Information provided >>
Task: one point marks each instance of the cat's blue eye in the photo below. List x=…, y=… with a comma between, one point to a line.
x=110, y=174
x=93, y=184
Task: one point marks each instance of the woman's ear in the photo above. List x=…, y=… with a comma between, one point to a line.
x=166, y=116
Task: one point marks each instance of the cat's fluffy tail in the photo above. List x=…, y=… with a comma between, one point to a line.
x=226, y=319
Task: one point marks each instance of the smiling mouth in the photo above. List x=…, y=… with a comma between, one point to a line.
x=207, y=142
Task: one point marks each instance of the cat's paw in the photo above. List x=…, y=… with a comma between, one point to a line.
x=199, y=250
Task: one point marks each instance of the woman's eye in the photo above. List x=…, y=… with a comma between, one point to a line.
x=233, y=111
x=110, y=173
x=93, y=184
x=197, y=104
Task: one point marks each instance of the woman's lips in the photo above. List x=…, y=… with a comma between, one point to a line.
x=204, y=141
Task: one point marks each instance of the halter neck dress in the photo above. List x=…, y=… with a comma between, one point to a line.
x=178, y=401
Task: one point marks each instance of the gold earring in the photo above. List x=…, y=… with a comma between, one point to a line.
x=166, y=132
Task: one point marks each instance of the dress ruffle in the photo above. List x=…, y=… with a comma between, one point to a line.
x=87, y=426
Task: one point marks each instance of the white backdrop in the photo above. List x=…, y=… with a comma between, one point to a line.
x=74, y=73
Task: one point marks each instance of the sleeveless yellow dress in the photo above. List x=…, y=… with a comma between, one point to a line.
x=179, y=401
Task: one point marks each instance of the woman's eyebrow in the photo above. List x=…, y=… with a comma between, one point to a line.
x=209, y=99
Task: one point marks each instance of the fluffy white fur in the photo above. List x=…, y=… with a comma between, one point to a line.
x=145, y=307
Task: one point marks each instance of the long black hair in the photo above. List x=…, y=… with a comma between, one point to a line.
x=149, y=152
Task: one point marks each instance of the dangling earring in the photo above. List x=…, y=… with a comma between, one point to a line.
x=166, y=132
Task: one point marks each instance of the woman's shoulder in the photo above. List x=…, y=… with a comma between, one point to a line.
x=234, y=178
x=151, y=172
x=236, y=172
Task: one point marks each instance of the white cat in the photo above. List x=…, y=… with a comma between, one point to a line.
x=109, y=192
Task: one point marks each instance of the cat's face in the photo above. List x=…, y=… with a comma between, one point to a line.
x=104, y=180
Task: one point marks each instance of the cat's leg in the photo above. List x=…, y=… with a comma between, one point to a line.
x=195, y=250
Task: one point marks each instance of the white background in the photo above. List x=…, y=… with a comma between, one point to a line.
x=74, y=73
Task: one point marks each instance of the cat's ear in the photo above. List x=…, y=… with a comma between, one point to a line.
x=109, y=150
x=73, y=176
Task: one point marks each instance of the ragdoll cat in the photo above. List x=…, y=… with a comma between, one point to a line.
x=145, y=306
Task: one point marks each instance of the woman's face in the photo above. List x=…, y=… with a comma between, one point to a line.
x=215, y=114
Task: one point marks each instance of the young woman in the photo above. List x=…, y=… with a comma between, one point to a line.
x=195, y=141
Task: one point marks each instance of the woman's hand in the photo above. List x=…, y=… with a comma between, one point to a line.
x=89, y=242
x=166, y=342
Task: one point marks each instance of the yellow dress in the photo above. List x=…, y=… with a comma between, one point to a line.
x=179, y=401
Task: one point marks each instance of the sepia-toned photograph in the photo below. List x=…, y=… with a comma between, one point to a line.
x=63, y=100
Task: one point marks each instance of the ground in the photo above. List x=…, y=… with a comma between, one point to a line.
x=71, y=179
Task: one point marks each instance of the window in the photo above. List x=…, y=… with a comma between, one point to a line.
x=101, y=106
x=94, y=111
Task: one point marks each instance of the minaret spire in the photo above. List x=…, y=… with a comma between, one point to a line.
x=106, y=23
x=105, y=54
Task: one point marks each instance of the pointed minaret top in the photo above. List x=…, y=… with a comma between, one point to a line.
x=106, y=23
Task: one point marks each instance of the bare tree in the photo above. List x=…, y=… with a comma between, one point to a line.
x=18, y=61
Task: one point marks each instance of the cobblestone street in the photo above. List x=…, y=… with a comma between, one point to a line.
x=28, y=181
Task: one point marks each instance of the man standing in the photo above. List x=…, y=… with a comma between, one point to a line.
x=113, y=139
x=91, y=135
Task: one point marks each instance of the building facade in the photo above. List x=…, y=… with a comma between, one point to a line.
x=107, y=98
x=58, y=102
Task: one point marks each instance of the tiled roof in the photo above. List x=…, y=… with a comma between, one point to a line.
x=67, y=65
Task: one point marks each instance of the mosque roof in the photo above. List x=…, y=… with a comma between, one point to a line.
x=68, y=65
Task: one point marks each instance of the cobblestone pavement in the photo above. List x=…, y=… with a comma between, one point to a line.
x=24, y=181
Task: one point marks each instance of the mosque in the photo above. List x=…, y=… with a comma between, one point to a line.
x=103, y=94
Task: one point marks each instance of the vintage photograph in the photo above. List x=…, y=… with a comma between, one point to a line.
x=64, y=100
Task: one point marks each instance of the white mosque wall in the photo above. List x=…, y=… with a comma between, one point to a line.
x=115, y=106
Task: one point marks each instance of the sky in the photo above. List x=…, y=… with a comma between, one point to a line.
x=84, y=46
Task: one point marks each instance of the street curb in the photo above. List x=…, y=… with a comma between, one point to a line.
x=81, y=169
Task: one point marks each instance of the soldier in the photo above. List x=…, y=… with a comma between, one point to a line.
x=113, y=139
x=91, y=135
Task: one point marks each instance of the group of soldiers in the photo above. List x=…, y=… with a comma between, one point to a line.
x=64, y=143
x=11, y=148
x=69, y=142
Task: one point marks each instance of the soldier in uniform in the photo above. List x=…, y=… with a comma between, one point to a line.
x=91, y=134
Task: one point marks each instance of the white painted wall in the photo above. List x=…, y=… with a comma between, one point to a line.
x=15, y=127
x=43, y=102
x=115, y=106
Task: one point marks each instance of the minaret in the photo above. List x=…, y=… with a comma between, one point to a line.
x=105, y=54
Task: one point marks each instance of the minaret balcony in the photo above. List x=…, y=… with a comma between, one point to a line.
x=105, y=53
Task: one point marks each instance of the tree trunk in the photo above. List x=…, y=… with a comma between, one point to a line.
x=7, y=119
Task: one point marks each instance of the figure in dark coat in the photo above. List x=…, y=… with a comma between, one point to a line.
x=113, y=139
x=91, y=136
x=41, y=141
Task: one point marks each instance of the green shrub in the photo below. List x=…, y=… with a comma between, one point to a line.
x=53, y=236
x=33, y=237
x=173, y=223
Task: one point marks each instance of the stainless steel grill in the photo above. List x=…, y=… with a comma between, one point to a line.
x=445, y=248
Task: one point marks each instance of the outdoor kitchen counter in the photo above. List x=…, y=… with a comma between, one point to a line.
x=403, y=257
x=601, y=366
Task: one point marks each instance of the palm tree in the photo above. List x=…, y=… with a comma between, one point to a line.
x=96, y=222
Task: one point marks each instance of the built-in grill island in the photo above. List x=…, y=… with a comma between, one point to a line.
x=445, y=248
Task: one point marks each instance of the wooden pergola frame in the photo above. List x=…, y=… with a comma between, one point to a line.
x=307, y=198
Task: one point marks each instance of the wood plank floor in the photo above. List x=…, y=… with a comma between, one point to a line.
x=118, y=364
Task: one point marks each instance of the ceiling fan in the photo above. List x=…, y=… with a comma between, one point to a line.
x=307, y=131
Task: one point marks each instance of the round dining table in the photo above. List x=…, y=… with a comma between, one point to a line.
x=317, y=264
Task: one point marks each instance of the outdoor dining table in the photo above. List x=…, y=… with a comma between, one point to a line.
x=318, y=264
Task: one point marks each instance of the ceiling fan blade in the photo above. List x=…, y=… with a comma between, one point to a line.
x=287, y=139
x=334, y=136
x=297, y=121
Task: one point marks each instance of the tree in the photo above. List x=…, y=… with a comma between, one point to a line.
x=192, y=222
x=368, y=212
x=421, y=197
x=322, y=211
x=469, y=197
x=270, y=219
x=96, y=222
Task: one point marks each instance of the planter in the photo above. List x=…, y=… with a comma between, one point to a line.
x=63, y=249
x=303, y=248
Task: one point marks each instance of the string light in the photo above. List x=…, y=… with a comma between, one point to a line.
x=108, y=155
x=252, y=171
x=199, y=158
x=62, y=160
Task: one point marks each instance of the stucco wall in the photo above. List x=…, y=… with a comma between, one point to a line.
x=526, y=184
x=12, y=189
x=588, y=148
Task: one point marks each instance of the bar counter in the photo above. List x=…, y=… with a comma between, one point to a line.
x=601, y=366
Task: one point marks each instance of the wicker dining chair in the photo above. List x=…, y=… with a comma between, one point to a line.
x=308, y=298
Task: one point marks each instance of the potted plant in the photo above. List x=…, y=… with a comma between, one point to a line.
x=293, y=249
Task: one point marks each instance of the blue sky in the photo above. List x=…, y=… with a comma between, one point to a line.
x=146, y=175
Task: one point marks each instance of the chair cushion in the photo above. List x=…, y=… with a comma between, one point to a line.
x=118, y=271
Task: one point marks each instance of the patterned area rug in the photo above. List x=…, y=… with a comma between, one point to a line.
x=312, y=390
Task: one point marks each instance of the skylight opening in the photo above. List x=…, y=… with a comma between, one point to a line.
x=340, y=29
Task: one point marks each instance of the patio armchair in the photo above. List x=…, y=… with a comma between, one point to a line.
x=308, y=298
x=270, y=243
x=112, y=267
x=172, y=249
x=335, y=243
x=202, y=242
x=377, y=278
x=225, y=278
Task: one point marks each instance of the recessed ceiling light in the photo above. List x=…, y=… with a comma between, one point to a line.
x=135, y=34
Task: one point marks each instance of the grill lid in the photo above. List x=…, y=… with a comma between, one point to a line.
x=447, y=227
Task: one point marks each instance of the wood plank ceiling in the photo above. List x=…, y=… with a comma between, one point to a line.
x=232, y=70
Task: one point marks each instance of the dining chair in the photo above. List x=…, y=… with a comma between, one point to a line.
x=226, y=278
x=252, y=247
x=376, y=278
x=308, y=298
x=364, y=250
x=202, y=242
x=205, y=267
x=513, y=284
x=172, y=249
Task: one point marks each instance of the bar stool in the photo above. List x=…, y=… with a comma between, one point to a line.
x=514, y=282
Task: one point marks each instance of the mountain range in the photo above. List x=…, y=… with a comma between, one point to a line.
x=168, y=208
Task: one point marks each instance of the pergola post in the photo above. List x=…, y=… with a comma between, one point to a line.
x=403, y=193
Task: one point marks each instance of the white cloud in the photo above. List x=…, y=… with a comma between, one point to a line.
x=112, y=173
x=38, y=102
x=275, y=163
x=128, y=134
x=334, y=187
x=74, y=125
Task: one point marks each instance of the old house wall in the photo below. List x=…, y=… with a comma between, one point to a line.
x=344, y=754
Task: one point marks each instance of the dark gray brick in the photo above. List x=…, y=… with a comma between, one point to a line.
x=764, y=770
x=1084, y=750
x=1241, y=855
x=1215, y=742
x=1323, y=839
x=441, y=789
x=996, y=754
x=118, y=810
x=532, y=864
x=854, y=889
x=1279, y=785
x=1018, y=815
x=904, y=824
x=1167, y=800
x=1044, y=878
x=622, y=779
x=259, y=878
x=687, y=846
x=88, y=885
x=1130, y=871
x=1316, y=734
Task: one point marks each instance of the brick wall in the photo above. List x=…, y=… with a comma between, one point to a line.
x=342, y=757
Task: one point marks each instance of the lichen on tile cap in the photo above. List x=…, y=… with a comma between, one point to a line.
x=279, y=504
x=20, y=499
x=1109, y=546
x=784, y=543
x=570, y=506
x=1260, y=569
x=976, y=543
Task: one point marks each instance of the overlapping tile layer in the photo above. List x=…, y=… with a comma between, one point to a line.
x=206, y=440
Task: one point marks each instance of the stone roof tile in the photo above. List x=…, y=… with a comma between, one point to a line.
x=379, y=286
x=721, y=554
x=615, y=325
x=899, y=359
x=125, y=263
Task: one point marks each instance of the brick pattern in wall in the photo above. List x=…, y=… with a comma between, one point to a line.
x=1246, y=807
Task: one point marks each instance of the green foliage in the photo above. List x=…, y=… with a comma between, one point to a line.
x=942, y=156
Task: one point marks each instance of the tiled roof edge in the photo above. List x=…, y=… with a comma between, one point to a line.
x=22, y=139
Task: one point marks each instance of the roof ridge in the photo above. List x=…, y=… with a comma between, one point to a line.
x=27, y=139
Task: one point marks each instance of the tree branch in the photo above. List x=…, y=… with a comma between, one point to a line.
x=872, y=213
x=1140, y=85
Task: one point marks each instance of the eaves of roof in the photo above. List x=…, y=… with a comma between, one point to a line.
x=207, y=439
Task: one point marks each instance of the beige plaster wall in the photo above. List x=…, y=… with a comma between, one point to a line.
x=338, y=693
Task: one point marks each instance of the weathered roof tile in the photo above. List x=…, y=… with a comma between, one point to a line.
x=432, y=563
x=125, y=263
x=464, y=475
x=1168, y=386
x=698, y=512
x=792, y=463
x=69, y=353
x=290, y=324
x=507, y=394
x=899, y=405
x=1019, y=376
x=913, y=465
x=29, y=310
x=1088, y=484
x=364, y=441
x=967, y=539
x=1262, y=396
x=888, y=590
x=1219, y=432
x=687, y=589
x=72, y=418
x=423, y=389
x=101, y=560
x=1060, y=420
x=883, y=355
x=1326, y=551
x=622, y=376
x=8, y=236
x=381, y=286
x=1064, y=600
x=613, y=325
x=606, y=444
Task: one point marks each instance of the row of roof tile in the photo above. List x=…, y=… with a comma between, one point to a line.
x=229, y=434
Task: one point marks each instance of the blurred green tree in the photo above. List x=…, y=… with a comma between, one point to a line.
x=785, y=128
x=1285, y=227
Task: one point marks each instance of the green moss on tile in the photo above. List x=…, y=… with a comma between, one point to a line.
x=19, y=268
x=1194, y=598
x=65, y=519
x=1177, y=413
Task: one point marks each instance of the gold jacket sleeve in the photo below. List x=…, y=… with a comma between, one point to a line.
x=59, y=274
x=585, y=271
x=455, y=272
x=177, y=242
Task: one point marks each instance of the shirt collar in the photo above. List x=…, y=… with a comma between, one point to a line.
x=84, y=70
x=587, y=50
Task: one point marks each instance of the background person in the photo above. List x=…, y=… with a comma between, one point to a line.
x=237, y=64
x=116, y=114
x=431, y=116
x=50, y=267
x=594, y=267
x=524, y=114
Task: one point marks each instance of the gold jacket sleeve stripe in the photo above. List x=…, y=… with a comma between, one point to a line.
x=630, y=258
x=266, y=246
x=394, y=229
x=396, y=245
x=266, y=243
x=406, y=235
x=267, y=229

Stated goal >>
Reformat the part of the lines above that starts with the line containing "Task: one point marks each instance of the soldier in uniform" and ends with the line containing "x=91, y=134" as a Markdown table with the columns Row and Line, skipping any blank lines.

Worked answer >>
| Row | Line |
|---|---|
| 1 | Task: one point marks each instance of the soldier in uniform in the photo above. List x=…, y=… with a comma between, one point to a line. |
| 2 | x=91, y=134 |